◆ Requirement 1 ◆
Restate the passage about the philosophy research group, starting with "The workshop, established" and going on through "neuroscience in particular.", and swap "workshop" for "laboratory" throughout.

The workshop, established by Francesca Di Lorenzo Ajello and her research group, is active on the main fields of philosophical research (History of Philosophy, Epistemology, Philosophy of Mind, Action Theory, Social Ontology), and has adopted in each one of these fields an antisolipsistic and holistic theoretical approach that dialogues with scientific achievements in general, and with cognitive science and neuroscience in particular.
Moving along the lines of Di Lorenzo’s studies on Adorno's critical theory of knowledge, style of thinking and society, we came to reconstruct the conceptual and inferential, and therefore social nature of perception and knowledge in the context of the liberalized naturalism of the School of Pittsburgh (Sellars, McDowell, Brandom).
We have rooted these theoretical achievements in John Searle's non reductive philosophy of mind and in his speech act theory, enlightening the intersubjective nature of intentionality and consciousness on one side and the deontic implications of the speech act theory on the other, connecting these researches with the new field of Social ontology, that we see, at least in part, as a development of Hegel's thought.

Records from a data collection
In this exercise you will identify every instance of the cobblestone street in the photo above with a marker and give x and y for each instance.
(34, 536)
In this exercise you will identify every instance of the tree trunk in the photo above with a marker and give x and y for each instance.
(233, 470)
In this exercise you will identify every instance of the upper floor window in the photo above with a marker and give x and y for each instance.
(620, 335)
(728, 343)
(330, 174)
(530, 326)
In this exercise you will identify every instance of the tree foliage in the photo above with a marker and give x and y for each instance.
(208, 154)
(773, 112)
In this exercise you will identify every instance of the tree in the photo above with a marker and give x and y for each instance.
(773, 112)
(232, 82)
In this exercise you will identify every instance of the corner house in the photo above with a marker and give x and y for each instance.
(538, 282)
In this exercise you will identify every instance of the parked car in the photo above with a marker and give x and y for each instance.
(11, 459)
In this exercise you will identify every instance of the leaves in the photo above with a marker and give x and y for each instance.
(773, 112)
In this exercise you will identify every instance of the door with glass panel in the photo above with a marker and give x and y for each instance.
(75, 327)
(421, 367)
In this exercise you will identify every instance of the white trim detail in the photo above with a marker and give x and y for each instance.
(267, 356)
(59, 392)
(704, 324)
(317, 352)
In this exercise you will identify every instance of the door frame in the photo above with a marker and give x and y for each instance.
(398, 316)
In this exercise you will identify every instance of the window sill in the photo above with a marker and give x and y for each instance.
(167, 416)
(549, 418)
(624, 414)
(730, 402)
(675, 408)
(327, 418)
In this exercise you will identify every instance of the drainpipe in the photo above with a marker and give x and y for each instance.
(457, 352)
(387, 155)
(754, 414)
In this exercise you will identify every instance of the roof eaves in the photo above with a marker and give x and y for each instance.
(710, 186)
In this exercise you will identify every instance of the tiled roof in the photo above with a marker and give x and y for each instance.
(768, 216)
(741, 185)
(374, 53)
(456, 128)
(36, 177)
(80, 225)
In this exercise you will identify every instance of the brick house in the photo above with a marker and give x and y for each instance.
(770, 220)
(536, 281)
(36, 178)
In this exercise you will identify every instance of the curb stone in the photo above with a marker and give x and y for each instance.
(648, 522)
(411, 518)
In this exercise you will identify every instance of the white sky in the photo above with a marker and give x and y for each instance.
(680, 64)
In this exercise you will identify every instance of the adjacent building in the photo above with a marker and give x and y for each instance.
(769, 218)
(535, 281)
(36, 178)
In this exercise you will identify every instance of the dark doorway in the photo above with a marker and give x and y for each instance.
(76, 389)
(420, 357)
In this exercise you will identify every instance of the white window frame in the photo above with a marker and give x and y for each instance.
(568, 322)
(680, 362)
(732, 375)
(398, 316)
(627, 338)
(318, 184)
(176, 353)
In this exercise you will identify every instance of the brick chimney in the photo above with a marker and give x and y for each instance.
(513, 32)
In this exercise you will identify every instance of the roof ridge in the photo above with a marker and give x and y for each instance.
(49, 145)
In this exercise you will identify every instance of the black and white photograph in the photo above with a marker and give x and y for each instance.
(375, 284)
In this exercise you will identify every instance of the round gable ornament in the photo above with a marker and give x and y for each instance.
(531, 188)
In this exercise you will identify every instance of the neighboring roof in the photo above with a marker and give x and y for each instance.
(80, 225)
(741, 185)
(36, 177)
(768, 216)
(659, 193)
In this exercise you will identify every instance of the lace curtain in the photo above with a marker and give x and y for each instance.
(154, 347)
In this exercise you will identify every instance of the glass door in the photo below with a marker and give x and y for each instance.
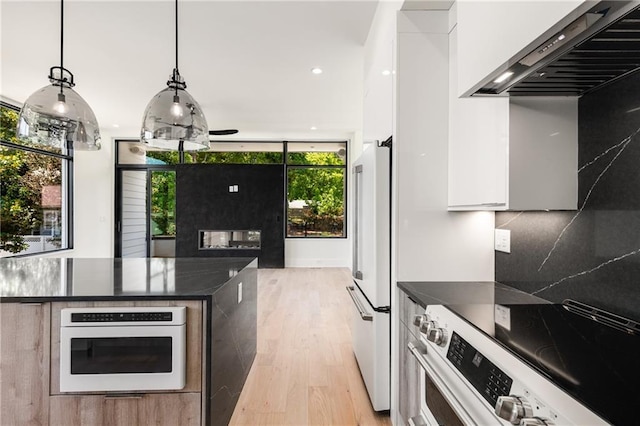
(146, 222)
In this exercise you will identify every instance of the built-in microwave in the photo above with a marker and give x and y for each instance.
(122, 349)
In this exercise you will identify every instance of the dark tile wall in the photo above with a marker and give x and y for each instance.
(593, 254)
(204, 202)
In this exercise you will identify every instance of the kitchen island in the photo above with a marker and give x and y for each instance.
(220, 297)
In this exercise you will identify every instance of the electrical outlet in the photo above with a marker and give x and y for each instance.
(502, 240)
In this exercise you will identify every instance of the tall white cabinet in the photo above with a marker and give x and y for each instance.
(507, 153)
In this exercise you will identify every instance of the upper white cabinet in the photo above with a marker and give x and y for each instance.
(511, 153)
(478, 140)
(379, 74)
(492, 32)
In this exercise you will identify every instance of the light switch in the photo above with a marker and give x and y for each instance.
(503, 240)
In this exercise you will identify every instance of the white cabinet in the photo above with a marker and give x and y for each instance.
(511, 153)
(379, 74)
(492, 32)
(478, 138)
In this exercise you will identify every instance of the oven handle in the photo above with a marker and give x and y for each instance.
(124, 396)
(361, 309)
(442, 386)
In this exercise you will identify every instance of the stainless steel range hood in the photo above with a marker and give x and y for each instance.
(599, 47)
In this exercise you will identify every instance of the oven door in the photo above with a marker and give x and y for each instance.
(122, 358)
(445, 397)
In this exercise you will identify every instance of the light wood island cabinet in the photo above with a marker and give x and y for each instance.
(24, 363)
(221, 323)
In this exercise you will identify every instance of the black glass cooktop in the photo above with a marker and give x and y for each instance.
(597, 361)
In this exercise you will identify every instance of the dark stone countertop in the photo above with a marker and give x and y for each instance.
(50, 279)
(466, 293)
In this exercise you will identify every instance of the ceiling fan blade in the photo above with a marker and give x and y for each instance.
(223, 132)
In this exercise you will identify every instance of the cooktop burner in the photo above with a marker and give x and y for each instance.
(595, 357)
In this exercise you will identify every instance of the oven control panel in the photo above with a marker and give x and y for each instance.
(489, 380)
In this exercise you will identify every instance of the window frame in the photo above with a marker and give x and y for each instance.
(67, 223)
(286, 167)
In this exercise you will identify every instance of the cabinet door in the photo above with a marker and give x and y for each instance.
(182, 409)
(478, 145)
(24, 363)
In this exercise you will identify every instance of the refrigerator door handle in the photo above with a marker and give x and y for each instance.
(366, 316)
(357, 171)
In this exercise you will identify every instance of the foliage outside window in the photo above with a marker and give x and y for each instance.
(33, 189)
(315, 189)
(163, 203)
(316, 176)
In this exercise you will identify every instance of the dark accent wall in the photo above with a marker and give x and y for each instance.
(593, 254)
(203, 202)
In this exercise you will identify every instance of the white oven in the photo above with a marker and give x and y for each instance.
(122, 349)
(469, 379)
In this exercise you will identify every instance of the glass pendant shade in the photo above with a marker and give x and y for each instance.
(60, 120)
(173, 120)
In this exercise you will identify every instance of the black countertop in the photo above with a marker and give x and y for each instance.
(49, 279)
(466, 293)
(591, 355)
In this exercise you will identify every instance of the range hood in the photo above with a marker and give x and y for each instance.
(597, 48)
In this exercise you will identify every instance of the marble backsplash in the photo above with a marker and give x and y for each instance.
(592, 254)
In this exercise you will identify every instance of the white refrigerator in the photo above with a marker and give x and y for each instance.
(371, 289)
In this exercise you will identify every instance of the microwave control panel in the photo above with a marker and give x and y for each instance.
(121, 316)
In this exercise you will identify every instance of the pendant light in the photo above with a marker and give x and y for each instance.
(56, 115)
(173, 120)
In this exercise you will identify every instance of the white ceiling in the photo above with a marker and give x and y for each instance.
(246, 62)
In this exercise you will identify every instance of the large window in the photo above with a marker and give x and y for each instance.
(316, 181)
(315, 173)
(35, 193)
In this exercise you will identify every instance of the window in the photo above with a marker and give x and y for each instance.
(35, 189)
(315, 174)
(316, 181)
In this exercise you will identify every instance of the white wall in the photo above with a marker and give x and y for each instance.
(300, 252)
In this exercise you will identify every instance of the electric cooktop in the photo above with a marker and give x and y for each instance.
(592, 355)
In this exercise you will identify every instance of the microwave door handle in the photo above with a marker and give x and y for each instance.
(357, 172)
(441, 385)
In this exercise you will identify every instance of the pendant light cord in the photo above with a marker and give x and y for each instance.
(61, 43)
(176, 35)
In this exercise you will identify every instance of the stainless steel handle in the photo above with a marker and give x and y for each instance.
(361, 309)
(417, 421)
(448, 394)
(124, 396)
(357, 171)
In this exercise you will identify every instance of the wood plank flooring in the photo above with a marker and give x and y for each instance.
(305, 372)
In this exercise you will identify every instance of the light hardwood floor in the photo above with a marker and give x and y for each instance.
(305, 372)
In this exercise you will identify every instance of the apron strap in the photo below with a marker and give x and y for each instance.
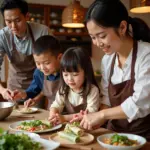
(134, 54)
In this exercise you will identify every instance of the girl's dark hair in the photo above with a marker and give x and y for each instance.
(11, 4)
(110, 13)
(47, 43)
(72, 59)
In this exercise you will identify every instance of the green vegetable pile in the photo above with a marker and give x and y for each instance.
(36, 123)
(122, 140)
(17, 142)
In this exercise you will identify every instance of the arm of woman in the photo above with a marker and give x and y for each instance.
(99, 118)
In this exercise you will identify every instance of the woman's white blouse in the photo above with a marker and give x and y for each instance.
(137, 105)
(93, 100)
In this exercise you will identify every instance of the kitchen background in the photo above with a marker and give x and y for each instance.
(96, 54)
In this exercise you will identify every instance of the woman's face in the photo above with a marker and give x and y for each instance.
(104, 38)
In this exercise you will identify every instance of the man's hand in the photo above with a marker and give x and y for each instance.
(17, 95)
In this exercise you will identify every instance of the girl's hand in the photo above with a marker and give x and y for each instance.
(56, 119)
(79, 117)
(30, 102)
(92, 120)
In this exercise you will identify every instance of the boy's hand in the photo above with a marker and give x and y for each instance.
(17, 95)
(30, 102)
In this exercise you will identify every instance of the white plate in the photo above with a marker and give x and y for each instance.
(139, 139)
(33, 110)
(47, 144)
(14, 125)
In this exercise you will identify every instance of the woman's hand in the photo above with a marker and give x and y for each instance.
(56, 118)
(92, 120)
(79, 116)
(7, 94)
(30, 102)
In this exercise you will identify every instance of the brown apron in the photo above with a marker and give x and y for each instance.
(50, 89)
(21, 68)
(119, 93)
(70, 109)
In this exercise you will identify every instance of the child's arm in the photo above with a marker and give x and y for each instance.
(32, 102)
(55, 117)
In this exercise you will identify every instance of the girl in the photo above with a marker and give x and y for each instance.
(79, 90)
(125, 84)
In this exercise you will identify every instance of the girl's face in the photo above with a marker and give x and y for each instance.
(74, 80)
(47, 63)
(104, 38)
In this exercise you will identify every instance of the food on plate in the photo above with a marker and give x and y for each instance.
(34, 125)
(120, 140)
(18, 142)
(26, 109)
(71, 133)
(73, 129)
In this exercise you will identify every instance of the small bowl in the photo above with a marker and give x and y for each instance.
(6, 109)
(141, 140)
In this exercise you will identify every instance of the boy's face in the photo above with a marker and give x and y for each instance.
(47, 63)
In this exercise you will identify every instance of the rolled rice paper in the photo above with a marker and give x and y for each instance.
(69, 136)
(74, 129)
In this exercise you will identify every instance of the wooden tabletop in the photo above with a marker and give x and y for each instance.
(43, 114)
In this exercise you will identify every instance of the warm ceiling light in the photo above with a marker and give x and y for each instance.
(73, 15)
(140, 6)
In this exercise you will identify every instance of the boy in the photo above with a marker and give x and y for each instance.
(47, 55)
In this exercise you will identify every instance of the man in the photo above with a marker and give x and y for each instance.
(17, 42)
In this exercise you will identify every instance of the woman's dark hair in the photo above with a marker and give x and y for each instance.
(110, 13)
(72, 59)
(47, 43)
(11, 4)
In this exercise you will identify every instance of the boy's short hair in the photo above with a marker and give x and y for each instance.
(47, 43)
(12, 4)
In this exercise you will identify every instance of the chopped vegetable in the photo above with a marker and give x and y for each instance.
(120, 140)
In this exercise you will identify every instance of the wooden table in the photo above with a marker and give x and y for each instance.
(42, 114)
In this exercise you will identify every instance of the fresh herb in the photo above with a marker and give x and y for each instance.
(35, 123)
(18, 142)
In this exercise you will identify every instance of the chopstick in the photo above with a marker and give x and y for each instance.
(79, 147)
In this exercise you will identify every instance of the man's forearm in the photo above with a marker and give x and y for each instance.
(1, 88)
(38, 97)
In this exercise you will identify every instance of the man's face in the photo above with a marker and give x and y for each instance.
(16, 21)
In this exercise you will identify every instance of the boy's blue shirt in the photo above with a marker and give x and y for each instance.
(36, 85)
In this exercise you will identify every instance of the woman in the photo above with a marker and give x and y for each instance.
(125, 84)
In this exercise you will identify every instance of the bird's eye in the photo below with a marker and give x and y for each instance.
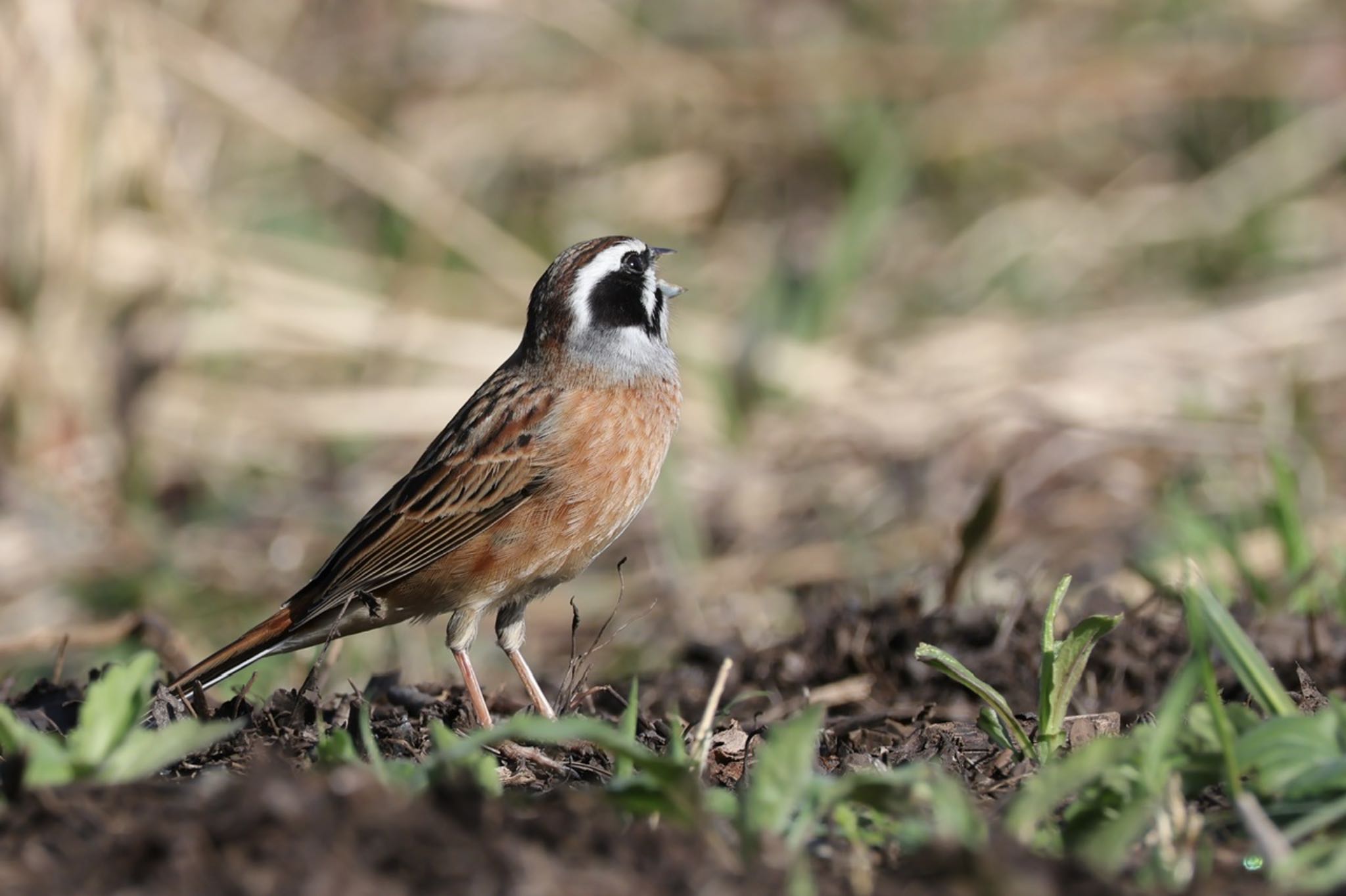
(633, 263)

◆ Requirement 2 ◆
Find each row above that contains the string "apron" and copy it out in full, treating uppercase and lowercase letters as different.

◆ Final result 1 ◆
The laboratory, established by Francesca Di Lorenzo Ajello and her research group, is active on the main fields of philosophical research (History of Philosophy, Epistemology, Philosophy of Mind, Action Theory, Social Ontology), and has adopted in each one of these fields an antisolipsistic and holistic theoretical approach that dialogues with scientific achievements in general, and with cognitive science and neuroscience in particular.

◆ Final result 2 ◆
In this exercise you will identify every instance of the apron strap in the photo below with a marker and give x and y for each instance.
In this exercise you will identify every instance of the brown apron in the photo above with a marker and give x and y for each instance.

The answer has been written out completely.